• Goal: Retype the lines of the listing below exactly, starting with the line that contains "[point] kukulkan temple" and going on through the line that contains "Target: stone pyramid", with both of those lines included.
--- Given records ---
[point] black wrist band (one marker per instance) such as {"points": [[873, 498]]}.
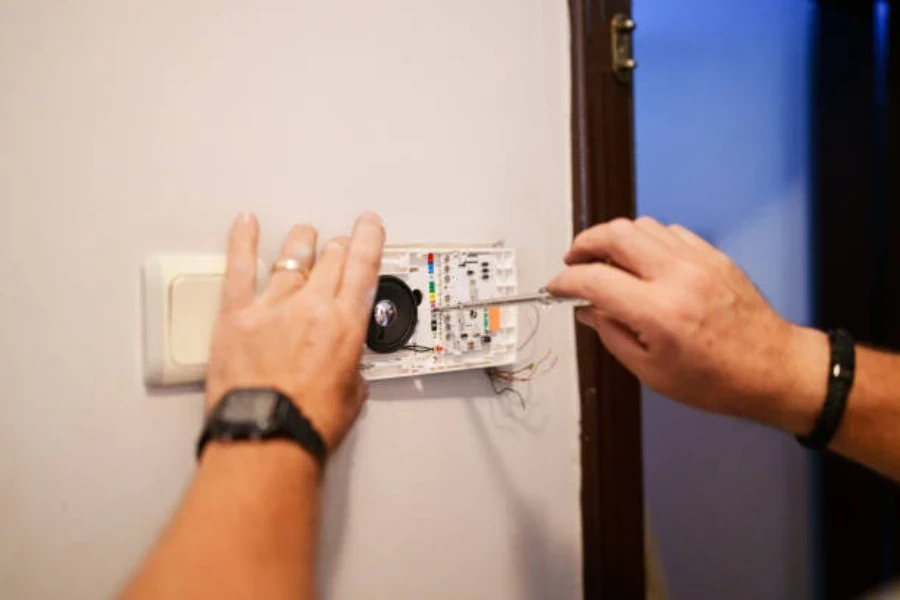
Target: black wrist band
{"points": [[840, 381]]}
---
--- Given records ---
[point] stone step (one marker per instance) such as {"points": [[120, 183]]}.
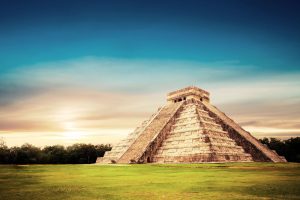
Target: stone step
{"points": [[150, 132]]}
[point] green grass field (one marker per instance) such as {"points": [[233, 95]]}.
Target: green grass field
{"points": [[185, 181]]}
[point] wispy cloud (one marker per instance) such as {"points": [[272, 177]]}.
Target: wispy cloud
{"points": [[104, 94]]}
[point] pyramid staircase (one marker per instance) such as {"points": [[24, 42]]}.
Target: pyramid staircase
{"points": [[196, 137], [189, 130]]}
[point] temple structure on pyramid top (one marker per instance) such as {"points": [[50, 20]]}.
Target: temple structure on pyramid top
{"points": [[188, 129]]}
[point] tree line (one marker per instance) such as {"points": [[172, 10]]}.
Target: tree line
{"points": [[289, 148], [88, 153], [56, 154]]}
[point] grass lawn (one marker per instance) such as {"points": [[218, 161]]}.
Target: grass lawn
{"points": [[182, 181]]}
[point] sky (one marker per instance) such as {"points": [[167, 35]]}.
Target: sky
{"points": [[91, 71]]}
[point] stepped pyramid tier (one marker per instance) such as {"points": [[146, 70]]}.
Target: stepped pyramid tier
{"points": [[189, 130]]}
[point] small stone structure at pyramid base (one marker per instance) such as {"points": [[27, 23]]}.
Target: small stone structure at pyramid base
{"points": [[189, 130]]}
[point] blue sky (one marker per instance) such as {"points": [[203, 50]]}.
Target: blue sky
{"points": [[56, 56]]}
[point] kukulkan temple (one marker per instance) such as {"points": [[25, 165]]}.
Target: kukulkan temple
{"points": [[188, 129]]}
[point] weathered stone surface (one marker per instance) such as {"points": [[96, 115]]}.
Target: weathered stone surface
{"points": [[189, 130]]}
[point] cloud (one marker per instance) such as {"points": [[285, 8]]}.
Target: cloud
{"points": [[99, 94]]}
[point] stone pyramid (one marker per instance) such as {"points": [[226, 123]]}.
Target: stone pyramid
---
• Result of this task:
[point] kukulkan temple (one marker per instance) such as {"points": [[25, 165]]}.
Target: kukulkan temple
{"points": [[188, 129]]}
[point] weathered stone surface (one marker per instance) such as {"points": [[96, 115]]}.
Target: weathered stone surface
{"points": [[189, 130]]}
[point] cloud (one marker per instance) such as {"points": [[285, 8]]}.
Target: cloud
{"points": [[99, 94]]}
[point] stone pyramid (one marker per instance) such as {"points": [[226, 123]]}.
Target: stone pyramid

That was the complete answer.